## [AIM OF THE TASK]
Answer these questions about the passage on Local 1199.
(a) Who originally created Local 1199 as a small drugstore workers' union?
(b) In which publication, and on what date, did Joe Klein write about the union's members?
(c) Which three people were the union's first professional organizers?
(Beginning of EXCERPT TO READ)
There is also another ironic component that has not been noticed, and hence, I am bringing this to the attention of PJM readers. The local whose members are now suffering is the descendant of the most well-known Communist-led union in the New York City area — the original Local 1199 of the Drug, Hospital and Health Care Employees, originally created as a small drugstore workers’ union by the Red labor leader Leon Davis decades ago.
Writing in the New York Times Book Review on September 24, 1989, political reporter Joe Klein (now of Time magazine), called its members “the humblest of all laborers, the bed-pan carriers, the bottle washers and laundrymen” who were “overwhelmingly black and Hispanic.” Of course, they still are in our present times. Hence back in the heyday of the civil rights movement of the 1960s, they took to the streets in a series of dramatic strikes that led to organizing success and major press coverage. Klein comments about them:
“But there was a more subtle romance at work here as well: the organizing of the hospital workers was the last dance for the generation of… tough-guy labor organizers-many of them Communists-who had helped create the C.I.O. in the 1930’s and were then purged when the Cold War began.”
Klein notes accurately that its first professional organizers, Leon Davis, Elliott Godoff and Moe Foner, were among those who survived what they called a “witch-hunt” by, as Klein puts it, “hiding out in a small ‘progressive’ pharmacists’ local, and who represented the most benign face of a malignant ideology.” The top man, Davis, Klein notes, was fortunate to stage these strikes at a moment in New York City’s past when “the state was flush and willing to pay for the contracts he won.” Strikes would be called, hospitals would say they faced chaos and closure if demands were not met, and the state treasury would step in with cash to cover the new high bills.
(End of EXCERPT TO READ)
(Beginning of DATA EXTRACTS)
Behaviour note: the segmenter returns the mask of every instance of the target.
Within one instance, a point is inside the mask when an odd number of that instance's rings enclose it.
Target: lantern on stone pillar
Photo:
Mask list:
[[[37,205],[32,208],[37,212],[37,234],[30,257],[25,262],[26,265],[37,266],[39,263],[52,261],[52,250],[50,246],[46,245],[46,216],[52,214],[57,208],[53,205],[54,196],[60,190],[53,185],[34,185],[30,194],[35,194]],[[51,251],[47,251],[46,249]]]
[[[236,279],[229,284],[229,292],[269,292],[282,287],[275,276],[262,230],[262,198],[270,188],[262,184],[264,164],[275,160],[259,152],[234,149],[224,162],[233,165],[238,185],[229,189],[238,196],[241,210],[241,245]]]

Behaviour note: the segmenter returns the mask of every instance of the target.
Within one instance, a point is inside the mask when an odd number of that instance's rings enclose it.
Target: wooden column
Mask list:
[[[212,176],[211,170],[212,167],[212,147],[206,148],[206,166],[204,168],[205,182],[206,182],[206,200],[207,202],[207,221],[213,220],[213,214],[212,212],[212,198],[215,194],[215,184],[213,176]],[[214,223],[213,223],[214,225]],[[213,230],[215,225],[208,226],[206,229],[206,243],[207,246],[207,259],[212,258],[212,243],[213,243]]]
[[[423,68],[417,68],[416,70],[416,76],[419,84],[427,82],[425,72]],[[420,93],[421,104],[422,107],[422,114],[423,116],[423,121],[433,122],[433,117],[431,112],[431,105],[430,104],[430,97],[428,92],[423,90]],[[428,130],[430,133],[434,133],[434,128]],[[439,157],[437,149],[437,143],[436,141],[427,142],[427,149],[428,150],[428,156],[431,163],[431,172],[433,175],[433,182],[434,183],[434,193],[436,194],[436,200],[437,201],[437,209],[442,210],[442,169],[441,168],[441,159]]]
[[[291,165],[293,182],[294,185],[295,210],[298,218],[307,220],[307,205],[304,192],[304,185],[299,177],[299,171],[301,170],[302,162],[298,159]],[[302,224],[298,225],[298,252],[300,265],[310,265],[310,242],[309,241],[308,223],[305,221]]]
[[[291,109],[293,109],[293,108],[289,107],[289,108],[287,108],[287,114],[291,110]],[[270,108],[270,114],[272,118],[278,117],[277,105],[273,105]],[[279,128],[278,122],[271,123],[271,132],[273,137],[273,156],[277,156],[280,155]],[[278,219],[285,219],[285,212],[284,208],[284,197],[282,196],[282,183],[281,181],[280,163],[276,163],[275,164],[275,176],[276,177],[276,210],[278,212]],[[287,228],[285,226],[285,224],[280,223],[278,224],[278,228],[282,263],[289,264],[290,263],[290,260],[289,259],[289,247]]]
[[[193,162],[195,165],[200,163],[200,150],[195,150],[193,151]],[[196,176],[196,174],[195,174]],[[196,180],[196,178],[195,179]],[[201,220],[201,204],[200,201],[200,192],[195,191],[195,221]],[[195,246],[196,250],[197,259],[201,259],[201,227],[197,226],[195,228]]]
(End of DATA EXTRACTS)
## [RESULT OF THIS TASK]
(a) The Red labor leader Leon Davis.
(b) The New York Times Book Review, on September 24, 1989.
(c) Leon Davis, Elliott Godoff and Moe Foner.